Give the lines of the material below as a JSON list of strings, one string per line, leaving out blank lines.
=====
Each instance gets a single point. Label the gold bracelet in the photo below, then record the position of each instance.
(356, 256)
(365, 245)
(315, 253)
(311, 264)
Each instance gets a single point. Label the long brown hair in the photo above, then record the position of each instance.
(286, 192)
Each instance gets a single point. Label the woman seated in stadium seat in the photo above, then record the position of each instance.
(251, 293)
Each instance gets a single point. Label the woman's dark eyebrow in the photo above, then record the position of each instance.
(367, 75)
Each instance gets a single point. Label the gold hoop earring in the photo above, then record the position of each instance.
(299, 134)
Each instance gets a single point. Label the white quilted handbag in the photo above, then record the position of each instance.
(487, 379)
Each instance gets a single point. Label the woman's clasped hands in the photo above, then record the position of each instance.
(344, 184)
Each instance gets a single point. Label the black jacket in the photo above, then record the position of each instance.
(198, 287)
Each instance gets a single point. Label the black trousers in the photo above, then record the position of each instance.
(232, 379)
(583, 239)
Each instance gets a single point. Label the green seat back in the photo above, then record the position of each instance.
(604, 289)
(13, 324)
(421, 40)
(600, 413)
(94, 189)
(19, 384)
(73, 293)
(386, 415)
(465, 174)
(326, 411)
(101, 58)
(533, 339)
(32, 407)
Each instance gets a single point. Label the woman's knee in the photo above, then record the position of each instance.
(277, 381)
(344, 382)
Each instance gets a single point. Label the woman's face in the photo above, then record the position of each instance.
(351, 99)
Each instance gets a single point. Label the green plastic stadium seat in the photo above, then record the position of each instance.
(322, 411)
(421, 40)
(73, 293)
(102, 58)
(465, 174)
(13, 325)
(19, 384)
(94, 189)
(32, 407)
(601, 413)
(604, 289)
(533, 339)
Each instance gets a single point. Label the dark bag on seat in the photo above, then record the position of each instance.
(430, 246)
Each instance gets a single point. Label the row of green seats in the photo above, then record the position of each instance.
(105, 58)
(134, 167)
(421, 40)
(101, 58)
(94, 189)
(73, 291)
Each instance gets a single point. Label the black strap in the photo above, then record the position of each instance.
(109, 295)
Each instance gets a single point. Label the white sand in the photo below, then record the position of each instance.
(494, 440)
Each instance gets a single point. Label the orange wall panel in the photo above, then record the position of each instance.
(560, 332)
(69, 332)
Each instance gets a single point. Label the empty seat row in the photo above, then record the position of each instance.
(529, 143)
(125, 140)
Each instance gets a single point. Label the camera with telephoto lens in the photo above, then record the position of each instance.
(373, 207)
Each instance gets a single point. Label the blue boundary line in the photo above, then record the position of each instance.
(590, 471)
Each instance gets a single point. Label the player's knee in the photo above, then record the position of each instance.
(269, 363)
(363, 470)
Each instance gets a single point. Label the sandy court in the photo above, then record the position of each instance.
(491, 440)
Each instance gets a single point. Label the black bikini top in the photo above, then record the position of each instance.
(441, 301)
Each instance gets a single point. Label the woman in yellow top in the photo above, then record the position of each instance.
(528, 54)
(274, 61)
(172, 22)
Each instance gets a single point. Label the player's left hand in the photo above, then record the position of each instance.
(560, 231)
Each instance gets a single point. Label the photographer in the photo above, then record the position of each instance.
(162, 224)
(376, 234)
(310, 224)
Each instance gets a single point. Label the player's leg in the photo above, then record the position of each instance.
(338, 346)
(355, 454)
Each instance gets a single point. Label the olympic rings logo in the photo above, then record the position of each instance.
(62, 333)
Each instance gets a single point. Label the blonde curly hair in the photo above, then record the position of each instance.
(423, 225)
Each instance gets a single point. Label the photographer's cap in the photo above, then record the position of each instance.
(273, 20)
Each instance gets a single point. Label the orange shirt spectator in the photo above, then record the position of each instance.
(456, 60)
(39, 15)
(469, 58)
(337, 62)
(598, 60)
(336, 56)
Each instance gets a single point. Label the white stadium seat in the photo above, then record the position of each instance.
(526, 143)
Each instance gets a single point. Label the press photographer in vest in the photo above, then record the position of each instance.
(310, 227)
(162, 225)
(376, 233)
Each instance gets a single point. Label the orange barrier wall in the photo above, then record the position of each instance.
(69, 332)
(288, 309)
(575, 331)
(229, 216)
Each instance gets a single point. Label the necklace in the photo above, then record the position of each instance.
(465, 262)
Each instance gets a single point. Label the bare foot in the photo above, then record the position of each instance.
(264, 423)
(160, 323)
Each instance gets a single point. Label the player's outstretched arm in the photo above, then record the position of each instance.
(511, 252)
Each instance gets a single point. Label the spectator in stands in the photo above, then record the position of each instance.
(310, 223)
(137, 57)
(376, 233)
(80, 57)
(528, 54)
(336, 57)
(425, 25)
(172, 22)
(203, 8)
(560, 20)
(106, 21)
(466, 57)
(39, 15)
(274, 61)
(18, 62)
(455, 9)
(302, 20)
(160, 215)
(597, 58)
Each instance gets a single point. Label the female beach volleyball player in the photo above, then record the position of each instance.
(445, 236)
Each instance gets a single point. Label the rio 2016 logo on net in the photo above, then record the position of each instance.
=====
(RESULT OF THIS TASK)
[
  "Each instance gets a single point. Label the gold bracelet in the photo below, then record the position of each instance.",
  "(356, 256)",
  "(365, 245)",
  "(315, 253)",
  "(311, 264)",
  "Each instance gets a single point. Label the long brown hair in the photo above, then record the position of each instance.",
  "(286, 192)",
  "Each instance gets a single point. Label the woman seated in stadium seat in the photo above, then record the position of each instance.",
  "(251, 293)",
  "Each instance gets a single point. Label the woman's dark eyebrow in the photo above, then record the position of each instance.",
  "(367, 75)",
  "Each instance gets a single point. Label the gold hoop earring in the photo above, then record the position of each instance.",
  "(299, 134)",
  "Each instance gets a single point. Label the white quilted handbag in the photo above, then record the position of each instance.",
  "(487, 379)",
  "Each instance gets a single point. Label the woman's clasped hands in the photo above, then record the position of each instance.",
  "(344, 184)",
  "Each instance gets a single point. Label the black jacket in the photo above, then record the position of each instance.",
  "(198, 287)",
  "Each instance gets a single point. Label the black trousers in the photo above, then record the position of each instance.",
  "(232, 379)",
  "(583, 239)",
  "Each instance gets a single point. Label the green seat back in the photo above, then record the position of each instance.",
  "(604, 289)",
  "(13, 324)",
  "(421, 40)",
  "(600, 413)",
  "(94, 189)",
  "(19, 384)",
  "(73, 293)",
  "(386, 415)",
  "(465, 174)",
  "(326, 411)",
  "(101, 58)",
  "(533, 339)",
  "(32, 407)",
  "Each instance gets a single point. Label the woman's knee in the photo above, then record the position of each instance.",
  "(277, 381)",
  "(344, 382)",
  "Each instance gets a single point. Label the woman's face in the photo above, then record the position of each instance.",
  "(351, 99)",
  "Each instance gets a single point. Label the green plastic stadium seat in the photo above, then record the position of each instance.",
  "(322, 411)",
  "(421, 40)",
  "(73, 293)",
  "(102, 58)",
  "(465, 174)",
  "(13, 325)",
  "(19, 384)",
  "(94, 189)",
  "(32, 407)",
  "(601, 413)",
  "(604, 289)",
  "(533, 339)",
  "Each instance gets a single point. Label the dark bag on seat in the photo above, then record the position of each instance.",
  "(430, 246)",
  "Each instance gets a single point. Label the row of green seats in the photo above, then record the position of each instance.",
  "(105, 58)",
  "(134, 167)",
  "(421, 40)",
  "(101, 58)",
  "(94, 189)",
  "(73, 291)",
  "Each instance gets a single point. Label the black strap in the photo above, then record the position of each instance.",
  "(109, 295)",
  "Each instance gets a single point. Label the white sand in the photo below, then record the position of each instance.",
  "(494, 440)",
  "Each instance gets a single point. Label the orange wall panel in the photo above, then record the position of each instance.",
  "(560, 332)",
  "(69, 332)",
  "Each instance gets a single point. Label the empty seat row in the photo above, then record the position of each instance.",
  "(529, 143)",
  "(125, 140)",
  "Each instance gets a single point. Label the camera with telephoto lens in the photo above, then record the position of each instance.",
  "(373, 207)",
  "Each instance gets a single point. Label the blue boundary line in the photo above, then record the position of each instance.",
  "(590, 471)",
  "Each instance gets a single point. Label the player's knee in the photo above, then record the position of each instance.",
  "(269, 363)",
  "(363, 470)",
  "Each instance gets a single point. Label the sandy court in the photo above, then record the position of each instance.",
  "(491, 440)",
  "Each instance gets a single point. Label the black bikini top in the photo above, then record the position of each instance.",
  "(441, 301)",
  "Each instance gets a single point. Label the woman in yellow top in the photo above, then record the position of each instance.",
  "(528, 54)",
  "(274, 61)",
  "(172, 22)",
  "Each instance gets a single point. Label the player's left hand in the photo above, then record the position of each instance.",
  "(560, 231)",
  "Each instance gets a single point. Label the photographer in the photo above, then record the position of each instance.",
  "(162, 224)",
  "(376, 234)",
  "(310, 224)",
  "Each instance gets a single point. Label the player's leg in the photo above, then record the position of each instance.",
  "(338, 346)",
  "(355, 454)",
  "Each instance gets a single point. Label the olympic rings logo in the photo above, then record the position of each instance.",
  "(62, 333)",
  "Each instance gets a single point. Label the blonde curly hair in the photo above, then record the position of each instance.",
  "(423, 225)",
  "Each instance gets a single point. Label the photographer's cap in the photo above, then record the position of each instance.",
  "(273, 20)",
  "Each instance gets a single point. Label the orange shirt spectator in the photo above, then record the position of each instance.",
  "(456, 60)",
  "(39, 15)",
  "(469, 58)",
  "(337, 62)",
  "(598, 60)",
  "(336, 56)",
  "Each instance gets a single point. Label the white stadium seat in the photo above, then record the position of each instance.",
  "(526, 143)",
  "Each instance gets a single point. Label the press photographer in vest in the photo above, then record the position of each instance.",
  "(310, 227)",
  "(162, 225)",
  "(376, 233)",
  "Each instance gets a single point. Label the orange barrier wall in the photo above, then record the position of each instance.",
  "(69, 332)",
  "(288, 309)",
  "(575, 331)",
  "(229, 216)",
  "Each instance gets a single point. Label the necklace in the photo above, then record the position of each instance.",
  "(465, 262)",
  "Each instance gets a single point. Label the bare foot in the photo above, then record the position of each instance.",
  "(264, 423)",
  "(160, 323)",
  "Each instance gets a single point. Label the player's outstretched arm in the photo above, then record the position of each instance.",
  "(511, 252)",
  "Each instance gets a single point. Label the spectator in stands in the photo above, then record the position of each instance.",
  "(310, 223)",
  "(137, 57)",
  "(376, 233)",
  "(80, 57)",
  "(528, 54)",
  "(336, 57)",
  "(425, 25)",
  "(172, 22)",
  "(203, 8)",
  "(560, 20)",
  "(106, 21)",
  "(466, 57)",
  "(39, 15)",
  "(274, 61)",
  "(18, 62)",
  "(455, 9)",
  "(302, 20)",
  "(160, 215)",
  "(597, 58)",
  "Each instance gets a single point. Label the female beach volleyball player in the photo above, then record the position of each instance.",
  "(445, 236)",
  "Each instance gets a single point. Label the rio 2016 logo on net in the photo above, then record the position of each instance."
]